[EXERCISE]: Please return every line from the entries that has the string "grass" in it.

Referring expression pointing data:

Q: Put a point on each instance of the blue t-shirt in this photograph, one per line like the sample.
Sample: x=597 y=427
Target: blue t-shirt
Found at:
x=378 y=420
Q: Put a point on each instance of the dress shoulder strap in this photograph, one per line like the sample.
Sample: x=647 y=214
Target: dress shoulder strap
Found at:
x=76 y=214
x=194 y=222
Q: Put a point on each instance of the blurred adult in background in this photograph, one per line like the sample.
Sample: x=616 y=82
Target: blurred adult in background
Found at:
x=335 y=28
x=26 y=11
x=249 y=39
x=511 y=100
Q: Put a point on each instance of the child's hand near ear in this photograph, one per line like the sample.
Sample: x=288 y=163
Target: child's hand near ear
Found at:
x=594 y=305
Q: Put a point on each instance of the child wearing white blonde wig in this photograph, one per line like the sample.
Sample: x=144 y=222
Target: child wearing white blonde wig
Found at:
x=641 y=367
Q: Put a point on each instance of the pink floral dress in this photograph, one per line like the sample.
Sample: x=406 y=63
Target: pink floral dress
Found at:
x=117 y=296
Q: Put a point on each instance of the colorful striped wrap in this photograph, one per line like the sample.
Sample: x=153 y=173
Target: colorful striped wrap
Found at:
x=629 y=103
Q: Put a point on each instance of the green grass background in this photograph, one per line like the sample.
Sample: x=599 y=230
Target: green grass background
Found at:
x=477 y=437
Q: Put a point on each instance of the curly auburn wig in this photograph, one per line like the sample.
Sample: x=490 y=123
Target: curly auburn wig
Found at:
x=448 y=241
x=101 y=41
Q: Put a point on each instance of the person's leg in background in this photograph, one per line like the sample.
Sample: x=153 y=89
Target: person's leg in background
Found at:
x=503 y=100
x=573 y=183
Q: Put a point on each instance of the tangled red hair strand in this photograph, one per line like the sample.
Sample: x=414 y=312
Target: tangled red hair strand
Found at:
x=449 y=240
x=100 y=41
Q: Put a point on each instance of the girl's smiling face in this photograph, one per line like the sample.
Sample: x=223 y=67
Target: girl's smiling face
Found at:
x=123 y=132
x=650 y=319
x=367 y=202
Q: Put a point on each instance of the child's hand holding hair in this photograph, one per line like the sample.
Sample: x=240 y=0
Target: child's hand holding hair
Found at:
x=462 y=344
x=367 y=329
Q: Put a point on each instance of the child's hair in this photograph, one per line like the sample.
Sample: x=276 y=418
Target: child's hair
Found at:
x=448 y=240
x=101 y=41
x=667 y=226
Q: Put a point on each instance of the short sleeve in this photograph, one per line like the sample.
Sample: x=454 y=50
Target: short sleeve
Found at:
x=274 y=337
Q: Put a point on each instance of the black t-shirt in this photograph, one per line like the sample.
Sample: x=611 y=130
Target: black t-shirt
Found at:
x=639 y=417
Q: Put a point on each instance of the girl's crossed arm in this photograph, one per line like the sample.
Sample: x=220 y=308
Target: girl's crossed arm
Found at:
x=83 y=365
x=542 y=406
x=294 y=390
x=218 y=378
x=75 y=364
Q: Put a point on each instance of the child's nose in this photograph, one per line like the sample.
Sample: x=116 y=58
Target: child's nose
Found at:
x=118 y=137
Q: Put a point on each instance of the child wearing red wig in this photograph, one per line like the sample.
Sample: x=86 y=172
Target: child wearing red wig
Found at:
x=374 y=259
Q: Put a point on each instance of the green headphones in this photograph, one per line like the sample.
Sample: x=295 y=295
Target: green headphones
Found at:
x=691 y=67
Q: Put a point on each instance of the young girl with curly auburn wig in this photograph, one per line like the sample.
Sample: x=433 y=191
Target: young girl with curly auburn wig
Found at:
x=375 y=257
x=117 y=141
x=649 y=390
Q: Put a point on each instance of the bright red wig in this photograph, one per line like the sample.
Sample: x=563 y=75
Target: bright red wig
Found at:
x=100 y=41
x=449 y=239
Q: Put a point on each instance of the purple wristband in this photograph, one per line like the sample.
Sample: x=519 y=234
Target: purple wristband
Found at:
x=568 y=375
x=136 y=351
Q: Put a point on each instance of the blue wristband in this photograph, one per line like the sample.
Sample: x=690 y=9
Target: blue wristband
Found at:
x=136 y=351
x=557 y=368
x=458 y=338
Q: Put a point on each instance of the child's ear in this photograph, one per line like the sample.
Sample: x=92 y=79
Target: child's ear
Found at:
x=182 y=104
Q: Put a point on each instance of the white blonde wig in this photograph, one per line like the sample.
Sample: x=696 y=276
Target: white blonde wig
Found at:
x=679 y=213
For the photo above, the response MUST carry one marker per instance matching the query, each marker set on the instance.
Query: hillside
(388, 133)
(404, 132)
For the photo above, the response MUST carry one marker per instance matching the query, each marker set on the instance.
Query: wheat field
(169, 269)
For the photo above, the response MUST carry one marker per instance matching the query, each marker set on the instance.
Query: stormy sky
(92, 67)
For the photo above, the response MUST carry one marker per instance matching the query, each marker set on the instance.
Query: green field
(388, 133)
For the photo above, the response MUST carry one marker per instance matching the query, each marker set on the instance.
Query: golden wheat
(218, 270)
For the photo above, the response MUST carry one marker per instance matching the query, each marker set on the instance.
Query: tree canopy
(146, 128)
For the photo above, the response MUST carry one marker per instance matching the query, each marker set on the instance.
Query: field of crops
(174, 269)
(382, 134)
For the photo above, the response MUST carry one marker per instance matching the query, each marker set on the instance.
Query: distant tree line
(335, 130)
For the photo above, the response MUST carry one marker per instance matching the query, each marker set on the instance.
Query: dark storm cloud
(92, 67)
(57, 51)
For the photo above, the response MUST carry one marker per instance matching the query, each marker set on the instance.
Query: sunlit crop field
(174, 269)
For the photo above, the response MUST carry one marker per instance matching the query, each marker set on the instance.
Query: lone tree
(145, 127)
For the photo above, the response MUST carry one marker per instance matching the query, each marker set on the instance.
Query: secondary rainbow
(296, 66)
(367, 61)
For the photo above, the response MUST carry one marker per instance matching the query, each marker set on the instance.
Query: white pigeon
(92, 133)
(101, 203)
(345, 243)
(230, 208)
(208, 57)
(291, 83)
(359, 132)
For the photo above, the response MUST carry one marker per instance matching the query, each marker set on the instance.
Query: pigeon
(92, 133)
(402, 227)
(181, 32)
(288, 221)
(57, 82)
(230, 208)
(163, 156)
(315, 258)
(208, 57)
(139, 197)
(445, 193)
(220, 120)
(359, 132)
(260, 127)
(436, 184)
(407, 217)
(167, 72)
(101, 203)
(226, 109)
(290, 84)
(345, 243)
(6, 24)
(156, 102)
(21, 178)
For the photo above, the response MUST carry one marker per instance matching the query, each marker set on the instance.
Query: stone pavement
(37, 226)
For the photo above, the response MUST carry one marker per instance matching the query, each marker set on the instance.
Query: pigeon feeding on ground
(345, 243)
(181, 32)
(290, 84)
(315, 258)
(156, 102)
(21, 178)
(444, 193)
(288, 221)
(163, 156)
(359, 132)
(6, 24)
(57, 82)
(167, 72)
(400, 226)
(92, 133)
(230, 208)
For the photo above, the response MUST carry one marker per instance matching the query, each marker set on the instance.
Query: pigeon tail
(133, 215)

[SOLUTION TO THIS PROBLEM]:
Q: Put a point on each instance of the green grass background in this photograph, one per line like the sample.
Target: green grass background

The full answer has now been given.